# AVAILABLE RECORDS
——

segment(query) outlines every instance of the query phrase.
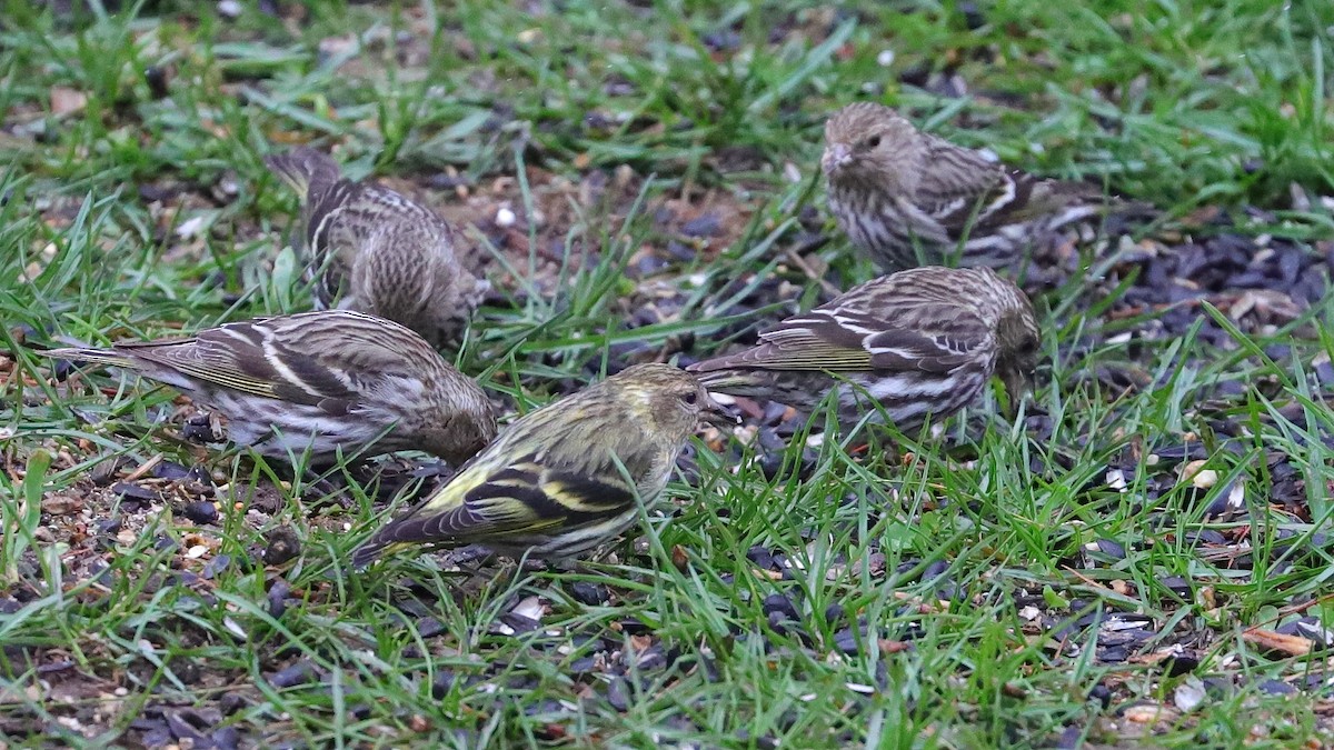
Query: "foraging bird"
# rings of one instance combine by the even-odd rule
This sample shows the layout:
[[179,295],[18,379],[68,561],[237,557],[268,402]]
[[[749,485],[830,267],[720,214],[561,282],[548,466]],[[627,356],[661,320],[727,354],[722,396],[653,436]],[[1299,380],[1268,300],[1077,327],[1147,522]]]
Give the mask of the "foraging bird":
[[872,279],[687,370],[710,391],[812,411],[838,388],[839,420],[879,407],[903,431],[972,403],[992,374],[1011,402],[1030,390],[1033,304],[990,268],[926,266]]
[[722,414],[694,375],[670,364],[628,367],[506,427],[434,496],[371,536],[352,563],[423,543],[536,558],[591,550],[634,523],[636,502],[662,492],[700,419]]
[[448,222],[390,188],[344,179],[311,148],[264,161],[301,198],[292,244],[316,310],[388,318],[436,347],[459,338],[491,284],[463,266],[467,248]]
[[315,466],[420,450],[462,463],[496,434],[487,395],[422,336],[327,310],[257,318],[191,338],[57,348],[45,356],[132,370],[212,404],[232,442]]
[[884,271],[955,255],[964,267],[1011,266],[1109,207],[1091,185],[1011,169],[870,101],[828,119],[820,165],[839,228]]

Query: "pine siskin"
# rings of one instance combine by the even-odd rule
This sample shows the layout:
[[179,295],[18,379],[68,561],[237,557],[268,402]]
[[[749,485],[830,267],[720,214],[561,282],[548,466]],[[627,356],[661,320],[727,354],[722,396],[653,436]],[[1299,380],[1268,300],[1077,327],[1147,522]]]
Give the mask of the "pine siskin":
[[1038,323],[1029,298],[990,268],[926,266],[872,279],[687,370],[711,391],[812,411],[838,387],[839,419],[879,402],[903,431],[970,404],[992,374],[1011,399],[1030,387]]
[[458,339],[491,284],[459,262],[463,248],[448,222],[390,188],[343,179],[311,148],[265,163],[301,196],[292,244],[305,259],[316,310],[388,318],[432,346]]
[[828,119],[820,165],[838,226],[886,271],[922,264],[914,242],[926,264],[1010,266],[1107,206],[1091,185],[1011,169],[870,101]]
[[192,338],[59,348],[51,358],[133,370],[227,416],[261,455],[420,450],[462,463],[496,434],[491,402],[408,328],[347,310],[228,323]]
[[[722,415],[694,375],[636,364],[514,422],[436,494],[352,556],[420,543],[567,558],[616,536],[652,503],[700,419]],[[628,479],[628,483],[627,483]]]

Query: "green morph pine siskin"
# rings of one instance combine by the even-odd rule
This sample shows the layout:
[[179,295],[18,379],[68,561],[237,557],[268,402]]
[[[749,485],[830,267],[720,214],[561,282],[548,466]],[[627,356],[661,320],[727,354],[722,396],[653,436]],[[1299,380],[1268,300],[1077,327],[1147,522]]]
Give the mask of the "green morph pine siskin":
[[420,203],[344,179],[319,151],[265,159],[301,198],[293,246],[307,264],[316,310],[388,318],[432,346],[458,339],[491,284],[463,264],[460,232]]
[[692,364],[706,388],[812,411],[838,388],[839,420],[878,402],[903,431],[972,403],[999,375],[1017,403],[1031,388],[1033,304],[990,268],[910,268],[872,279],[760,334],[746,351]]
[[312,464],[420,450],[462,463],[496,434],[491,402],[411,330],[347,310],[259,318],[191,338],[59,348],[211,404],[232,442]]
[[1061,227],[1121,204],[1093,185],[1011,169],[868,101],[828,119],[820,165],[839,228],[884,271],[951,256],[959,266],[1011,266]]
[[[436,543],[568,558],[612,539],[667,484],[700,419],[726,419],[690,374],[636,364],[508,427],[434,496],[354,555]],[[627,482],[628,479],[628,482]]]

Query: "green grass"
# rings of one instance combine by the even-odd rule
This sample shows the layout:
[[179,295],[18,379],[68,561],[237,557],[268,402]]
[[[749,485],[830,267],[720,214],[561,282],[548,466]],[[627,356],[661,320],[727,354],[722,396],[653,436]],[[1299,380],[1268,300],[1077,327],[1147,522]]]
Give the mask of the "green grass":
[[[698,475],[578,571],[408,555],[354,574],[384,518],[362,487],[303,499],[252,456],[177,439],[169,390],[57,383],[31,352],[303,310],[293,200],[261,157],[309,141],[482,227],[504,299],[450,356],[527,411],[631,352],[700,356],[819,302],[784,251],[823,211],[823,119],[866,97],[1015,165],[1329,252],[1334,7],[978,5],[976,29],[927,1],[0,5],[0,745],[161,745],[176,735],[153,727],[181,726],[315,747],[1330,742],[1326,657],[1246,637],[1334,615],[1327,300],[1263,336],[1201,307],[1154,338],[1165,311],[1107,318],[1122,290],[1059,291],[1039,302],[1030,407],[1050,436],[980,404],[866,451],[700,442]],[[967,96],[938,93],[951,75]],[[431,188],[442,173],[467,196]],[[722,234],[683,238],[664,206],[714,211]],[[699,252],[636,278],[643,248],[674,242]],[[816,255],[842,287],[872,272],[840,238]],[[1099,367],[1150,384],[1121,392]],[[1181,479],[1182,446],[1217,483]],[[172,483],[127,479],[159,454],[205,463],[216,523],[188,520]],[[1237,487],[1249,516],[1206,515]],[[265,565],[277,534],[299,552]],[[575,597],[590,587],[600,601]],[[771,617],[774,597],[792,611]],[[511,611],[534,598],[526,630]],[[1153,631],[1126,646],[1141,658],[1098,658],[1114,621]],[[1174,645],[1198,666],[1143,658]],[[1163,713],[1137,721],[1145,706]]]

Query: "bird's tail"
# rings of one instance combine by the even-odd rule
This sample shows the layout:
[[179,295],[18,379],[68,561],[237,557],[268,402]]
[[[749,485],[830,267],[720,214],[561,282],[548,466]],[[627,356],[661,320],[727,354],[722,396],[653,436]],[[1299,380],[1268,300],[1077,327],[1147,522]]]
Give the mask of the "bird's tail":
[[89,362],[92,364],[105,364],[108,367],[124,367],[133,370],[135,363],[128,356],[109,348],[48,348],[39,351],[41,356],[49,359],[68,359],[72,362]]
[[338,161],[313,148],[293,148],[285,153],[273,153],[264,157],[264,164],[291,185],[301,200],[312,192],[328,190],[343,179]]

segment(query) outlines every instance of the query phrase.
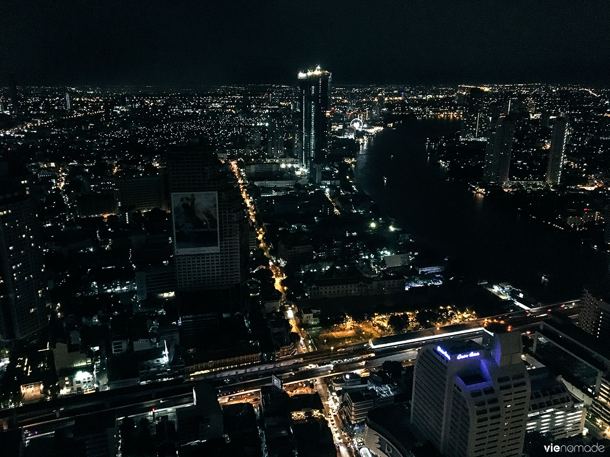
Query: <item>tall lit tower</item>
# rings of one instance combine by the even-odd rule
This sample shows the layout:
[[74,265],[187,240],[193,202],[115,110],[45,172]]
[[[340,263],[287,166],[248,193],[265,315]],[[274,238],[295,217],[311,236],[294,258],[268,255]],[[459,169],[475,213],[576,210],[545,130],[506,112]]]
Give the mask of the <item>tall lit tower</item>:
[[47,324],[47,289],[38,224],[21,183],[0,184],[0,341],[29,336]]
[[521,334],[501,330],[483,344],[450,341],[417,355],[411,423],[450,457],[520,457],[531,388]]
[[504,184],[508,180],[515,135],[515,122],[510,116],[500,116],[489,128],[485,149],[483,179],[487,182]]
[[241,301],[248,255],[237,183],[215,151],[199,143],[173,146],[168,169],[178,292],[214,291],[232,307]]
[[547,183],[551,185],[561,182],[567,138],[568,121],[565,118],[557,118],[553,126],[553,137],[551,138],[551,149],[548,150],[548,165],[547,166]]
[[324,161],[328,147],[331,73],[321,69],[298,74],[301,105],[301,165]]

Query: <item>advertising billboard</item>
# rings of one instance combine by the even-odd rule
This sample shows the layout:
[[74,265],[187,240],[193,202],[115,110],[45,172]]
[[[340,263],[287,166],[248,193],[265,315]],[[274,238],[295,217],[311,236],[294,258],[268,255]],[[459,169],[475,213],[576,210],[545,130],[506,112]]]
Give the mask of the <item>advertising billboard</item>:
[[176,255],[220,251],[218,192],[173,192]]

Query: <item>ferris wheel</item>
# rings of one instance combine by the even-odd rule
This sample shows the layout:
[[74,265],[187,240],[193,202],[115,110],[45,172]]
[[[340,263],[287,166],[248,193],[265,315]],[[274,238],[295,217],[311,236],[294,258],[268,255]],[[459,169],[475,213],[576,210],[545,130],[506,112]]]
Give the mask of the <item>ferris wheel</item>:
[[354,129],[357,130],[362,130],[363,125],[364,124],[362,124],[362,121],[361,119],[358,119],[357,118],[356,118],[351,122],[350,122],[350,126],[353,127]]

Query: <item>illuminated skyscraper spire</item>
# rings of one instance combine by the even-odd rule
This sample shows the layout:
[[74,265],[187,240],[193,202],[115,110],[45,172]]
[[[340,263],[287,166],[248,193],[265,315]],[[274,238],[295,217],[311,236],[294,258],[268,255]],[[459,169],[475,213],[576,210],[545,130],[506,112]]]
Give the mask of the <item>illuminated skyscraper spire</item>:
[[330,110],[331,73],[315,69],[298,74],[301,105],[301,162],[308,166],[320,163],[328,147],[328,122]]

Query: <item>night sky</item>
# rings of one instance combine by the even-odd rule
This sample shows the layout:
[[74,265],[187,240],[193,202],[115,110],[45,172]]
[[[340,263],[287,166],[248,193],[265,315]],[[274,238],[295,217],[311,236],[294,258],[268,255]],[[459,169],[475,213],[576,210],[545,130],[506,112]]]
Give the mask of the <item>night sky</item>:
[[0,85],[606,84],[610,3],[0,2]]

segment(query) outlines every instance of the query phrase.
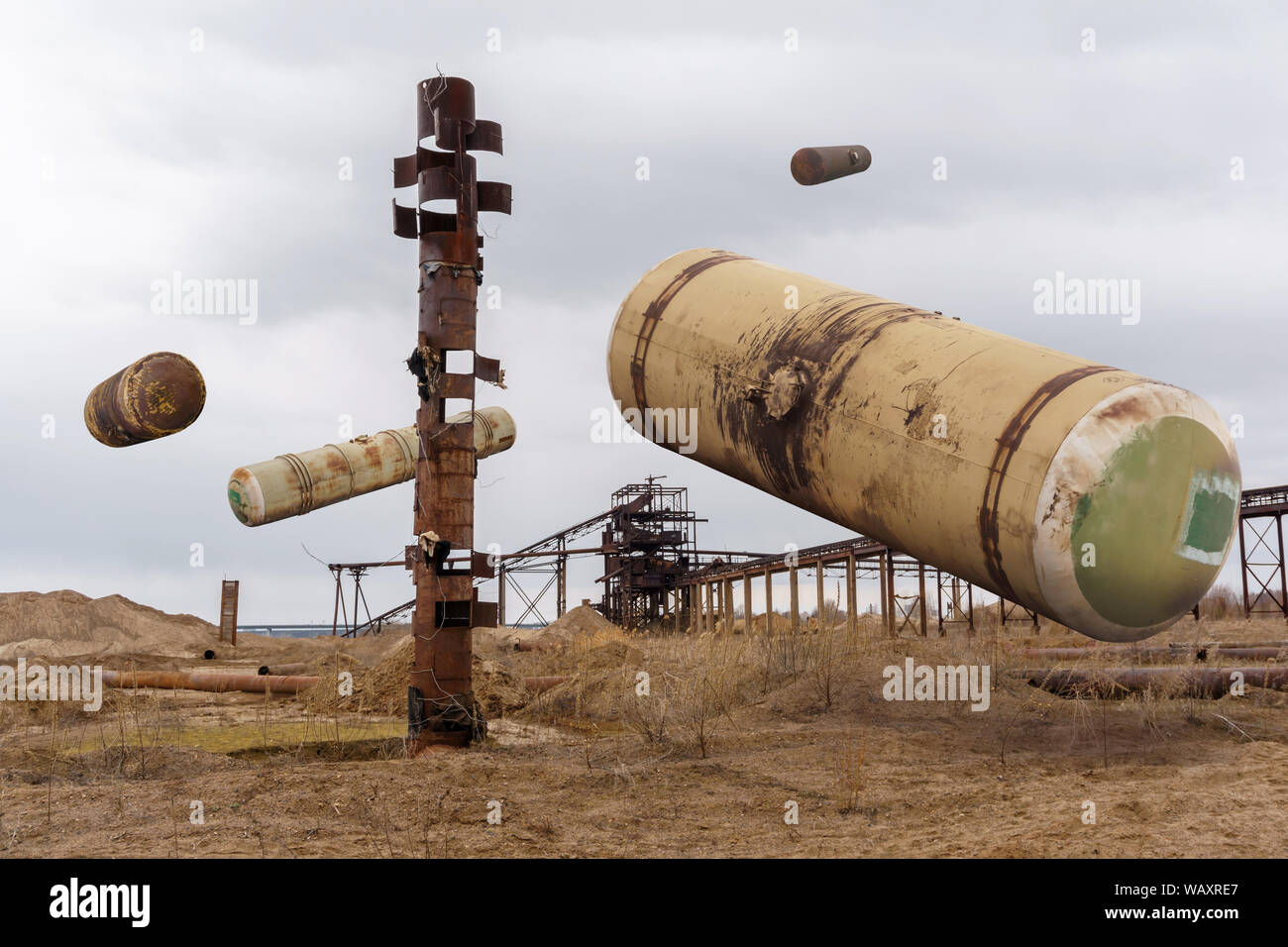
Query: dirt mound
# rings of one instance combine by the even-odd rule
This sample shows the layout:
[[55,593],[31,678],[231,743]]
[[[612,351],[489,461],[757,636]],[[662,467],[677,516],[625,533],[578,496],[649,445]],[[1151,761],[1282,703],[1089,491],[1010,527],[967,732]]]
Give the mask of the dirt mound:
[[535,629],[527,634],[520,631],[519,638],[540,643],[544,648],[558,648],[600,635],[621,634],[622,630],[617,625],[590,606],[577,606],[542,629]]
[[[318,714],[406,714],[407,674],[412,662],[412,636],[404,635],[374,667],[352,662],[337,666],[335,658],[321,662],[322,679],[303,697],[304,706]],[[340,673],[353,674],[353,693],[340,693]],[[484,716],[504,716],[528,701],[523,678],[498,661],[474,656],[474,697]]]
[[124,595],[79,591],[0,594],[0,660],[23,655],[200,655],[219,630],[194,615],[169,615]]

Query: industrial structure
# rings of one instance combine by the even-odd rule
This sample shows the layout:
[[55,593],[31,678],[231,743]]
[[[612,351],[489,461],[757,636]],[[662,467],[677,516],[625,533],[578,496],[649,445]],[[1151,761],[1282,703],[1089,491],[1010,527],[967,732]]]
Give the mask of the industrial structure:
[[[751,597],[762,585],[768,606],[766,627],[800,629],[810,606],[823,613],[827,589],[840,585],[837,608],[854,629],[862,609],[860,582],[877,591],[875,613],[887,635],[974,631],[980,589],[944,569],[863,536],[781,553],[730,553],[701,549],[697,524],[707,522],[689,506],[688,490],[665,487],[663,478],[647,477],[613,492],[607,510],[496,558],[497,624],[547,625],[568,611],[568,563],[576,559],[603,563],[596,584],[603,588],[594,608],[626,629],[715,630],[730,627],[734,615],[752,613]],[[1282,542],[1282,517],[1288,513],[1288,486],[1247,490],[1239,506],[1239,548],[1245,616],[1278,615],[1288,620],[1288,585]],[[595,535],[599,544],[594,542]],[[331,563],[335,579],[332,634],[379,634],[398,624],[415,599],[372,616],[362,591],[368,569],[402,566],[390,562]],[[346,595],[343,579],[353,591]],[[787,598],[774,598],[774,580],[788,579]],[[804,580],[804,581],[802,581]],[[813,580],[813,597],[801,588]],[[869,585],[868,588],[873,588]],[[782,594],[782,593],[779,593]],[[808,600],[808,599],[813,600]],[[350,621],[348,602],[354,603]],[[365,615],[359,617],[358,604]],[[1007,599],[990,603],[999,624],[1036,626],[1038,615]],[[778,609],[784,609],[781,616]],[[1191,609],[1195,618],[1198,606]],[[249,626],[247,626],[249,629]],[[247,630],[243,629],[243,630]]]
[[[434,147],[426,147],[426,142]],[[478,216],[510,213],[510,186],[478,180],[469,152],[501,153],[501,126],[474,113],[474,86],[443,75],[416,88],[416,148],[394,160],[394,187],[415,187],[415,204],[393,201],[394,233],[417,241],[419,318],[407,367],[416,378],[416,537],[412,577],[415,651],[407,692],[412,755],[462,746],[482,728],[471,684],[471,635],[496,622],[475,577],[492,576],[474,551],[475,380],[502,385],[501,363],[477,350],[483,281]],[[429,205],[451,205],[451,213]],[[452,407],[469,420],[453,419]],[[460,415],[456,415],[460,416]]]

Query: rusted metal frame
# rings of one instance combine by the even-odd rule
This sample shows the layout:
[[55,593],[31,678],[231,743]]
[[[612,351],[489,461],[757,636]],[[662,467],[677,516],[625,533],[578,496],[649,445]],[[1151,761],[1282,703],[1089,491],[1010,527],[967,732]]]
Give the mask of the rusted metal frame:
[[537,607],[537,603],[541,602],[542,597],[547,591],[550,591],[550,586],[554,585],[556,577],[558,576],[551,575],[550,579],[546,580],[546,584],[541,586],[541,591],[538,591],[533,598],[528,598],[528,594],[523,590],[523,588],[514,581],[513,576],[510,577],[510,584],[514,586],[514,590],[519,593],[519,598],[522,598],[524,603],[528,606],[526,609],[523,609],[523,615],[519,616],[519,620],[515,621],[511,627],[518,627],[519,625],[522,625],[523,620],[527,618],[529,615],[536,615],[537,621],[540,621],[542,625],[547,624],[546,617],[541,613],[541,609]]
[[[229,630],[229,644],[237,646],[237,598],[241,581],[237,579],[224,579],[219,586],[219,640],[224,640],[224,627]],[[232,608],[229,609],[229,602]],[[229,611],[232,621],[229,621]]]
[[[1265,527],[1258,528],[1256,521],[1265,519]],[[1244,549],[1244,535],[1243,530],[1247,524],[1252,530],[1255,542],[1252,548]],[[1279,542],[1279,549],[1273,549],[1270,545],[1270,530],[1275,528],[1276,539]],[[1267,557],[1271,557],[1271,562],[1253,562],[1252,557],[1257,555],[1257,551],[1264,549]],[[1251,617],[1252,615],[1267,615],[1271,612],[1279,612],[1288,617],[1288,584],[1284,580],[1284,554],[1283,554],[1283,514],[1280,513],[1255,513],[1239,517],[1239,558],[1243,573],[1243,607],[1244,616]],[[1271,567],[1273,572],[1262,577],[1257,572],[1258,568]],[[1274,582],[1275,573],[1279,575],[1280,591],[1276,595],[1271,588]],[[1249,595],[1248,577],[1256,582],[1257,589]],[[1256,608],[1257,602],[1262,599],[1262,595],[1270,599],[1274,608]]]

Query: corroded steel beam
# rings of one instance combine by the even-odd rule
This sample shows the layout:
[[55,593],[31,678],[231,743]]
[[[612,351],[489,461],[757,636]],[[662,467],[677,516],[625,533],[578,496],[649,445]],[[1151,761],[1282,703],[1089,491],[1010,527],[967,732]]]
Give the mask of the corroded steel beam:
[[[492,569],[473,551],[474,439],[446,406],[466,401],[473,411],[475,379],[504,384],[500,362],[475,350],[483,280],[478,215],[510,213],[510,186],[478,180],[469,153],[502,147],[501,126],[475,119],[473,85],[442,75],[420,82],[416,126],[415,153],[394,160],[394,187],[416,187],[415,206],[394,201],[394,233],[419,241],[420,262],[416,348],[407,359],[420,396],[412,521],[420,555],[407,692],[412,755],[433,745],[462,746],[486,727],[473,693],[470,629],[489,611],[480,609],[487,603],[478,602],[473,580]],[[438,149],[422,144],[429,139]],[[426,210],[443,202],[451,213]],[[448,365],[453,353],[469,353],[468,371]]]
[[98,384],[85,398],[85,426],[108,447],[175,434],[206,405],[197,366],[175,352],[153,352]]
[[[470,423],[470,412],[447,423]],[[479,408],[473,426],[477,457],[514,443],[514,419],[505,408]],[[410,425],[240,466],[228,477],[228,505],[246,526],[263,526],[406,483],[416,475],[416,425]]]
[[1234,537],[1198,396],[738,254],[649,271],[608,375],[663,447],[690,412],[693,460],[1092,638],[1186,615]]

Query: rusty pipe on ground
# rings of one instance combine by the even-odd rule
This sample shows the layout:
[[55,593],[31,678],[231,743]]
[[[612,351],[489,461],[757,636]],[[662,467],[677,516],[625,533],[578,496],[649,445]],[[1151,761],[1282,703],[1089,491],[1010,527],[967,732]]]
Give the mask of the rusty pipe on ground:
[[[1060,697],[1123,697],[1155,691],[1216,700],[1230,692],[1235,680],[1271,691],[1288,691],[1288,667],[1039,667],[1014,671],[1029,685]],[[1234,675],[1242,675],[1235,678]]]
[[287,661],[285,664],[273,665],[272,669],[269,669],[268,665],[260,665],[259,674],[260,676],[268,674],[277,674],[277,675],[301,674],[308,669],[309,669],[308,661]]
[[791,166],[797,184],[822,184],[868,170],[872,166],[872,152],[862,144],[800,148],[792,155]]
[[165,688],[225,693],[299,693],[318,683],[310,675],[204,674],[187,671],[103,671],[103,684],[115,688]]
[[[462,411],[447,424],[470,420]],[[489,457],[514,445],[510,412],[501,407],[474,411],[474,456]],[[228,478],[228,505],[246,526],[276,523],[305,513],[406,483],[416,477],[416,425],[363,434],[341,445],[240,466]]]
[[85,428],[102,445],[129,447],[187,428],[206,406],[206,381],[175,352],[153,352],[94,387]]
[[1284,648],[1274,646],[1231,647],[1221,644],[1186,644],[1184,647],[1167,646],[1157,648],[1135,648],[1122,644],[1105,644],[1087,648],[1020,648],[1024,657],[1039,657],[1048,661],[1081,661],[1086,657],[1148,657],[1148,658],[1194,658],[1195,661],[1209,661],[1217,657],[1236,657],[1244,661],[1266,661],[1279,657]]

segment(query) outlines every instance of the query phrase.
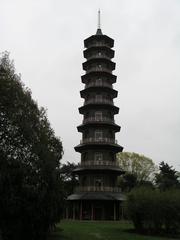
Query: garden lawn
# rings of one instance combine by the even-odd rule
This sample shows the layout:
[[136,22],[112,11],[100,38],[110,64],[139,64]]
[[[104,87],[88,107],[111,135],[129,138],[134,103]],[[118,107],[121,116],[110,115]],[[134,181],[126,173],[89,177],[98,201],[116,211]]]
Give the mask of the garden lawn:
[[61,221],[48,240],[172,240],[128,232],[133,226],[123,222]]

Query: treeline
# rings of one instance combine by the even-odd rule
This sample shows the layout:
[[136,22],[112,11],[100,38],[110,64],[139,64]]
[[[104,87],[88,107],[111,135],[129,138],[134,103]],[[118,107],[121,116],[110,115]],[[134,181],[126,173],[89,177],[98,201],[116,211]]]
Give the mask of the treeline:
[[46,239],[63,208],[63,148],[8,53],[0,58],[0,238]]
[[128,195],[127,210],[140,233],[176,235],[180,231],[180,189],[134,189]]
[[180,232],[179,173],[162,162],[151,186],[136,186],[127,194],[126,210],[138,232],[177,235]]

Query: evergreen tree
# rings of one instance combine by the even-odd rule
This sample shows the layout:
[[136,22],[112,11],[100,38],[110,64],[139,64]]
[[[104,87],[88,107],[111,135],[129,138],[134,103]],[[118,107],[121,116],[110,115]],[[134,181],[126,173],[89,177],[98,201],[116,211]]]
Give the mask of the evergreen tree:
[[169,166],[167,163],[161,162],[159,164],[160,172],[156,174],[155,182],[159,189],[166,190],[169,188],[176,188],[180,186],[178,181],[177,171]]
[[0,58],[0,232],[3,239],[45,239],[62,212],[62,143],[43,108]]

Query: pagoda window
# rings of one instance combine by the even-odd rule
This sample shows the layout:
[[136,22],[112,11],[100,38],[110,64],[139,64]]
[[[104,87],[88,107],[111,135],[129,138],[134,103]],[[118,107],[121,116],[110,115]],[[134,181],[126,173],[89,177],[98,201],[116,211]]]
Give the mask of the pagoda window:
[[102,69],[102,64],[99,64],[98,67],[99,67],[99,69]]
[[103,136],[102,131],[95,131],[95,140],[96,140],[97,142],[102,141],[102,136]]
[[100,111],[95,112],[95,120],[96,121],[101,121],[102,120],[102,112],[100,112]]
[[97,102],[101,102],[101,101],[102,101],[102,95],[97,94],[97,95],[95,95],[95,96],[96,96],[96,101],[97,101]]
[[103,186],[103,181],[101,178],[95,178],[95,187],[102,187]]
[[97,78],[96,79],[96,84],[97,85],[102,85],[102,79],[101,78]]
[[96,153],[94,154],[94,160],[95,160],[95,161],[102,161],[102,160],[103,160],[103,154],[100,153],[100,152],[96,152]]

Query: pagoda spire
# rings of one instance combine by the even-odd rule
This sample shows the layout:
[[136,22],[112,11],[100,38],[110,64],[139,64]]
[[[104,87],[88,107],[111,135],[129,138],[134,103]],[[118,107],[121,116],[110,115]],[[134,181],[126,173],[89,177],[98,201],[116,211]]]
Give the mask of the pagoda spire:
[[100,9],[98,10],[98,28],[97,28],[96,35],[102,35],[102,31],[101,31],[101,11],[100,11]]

——

# YOUR OBJECTIVE
Copy verbatim the lines of the records, starting with the line that contains "Query: evergreen tree" and going on through the last line of the records, both ends included.

# THE REPLY
Query: evergreen tree
# rings of one instance combine by the even-odd rule
This sample shows the layout:
[[136,22],[112,11],[100,38],[110,64],[139,64]]
[[[104,87],[88,107],[111,135],[129,138],[134,103]],[[118,107],[121,116],[110,115]],[[134,181],[126,173],[89,177],[98,201],[116,211]]]
Give the mask of the evergreen tree:
[[169,166],[167,163],[161,162],[159,164],[160,172],[156,174],[155,182],[159,189],[166,190],[169,188],[176,188],[180,186],[178,181],[177,171]]
[[0,58],[0,232],[3,239],[45,239],[62,212],[62,143],[43,108]]

Query: pagoda window
# rings of one instance combine by the even-odd rule
This sample shows the layout:
[[136,22],[112,11],[100,38],[110,64],[139,64]]
[[[104,87],[88,107],[111,135],[129,138],[134,103]],[[118,107],[121,116],[110,115]],[[134,181],[126,173],[89,177],[98,201],[116,211]]]
Give the mask of the pagoda window:
[[102,69],[102,64],[99,64],[98,67],[99,67],[99,69]]
[[103,136],[102,131],[95,131],[95,140],[96,140],[97,142],[102,141],[102,136]]
[[100,111],[95,112],[95,120],[96,121],[101,121],[102,120],[102,112],[100,112]]
[[97,102],[101,102],[101,101],[102,101],[102,95],[97,94],[97,95],[95,95],[95,96],[96,96],[96,101],[97,101]]
[[103,186],[103,181],[101,178],[95,178],[95,187],[102,187]]
[[97,78],[96,79],[96,84],[97,85],[102,85],[102,79],[101,78]]
[[96,153],[94,154],[94,160],[95,160],[95,161],[102,161],[102,160],[103,160],[103,154],[100,153],[100,152],[96,152]]

Query: pagoda spire
# rings of one instance combine by the even-odd rule
This sample shows the layout:
[[136,22],[112,11],[100,38],[110,64],[139,64]]
[[[104,87],[88,107],[111,135],[129,138],[134,103]],[[118,107],[121,116],[110,115]],[[134,181],[126,173],[89,177],[98,201],[116,211]]]
Give the mask of the pagoda spire:
[[100,9],[98,10],[98,28],[97,28],[96,35],[102,35],[102,31],[101,31],[101,11],[100,11]]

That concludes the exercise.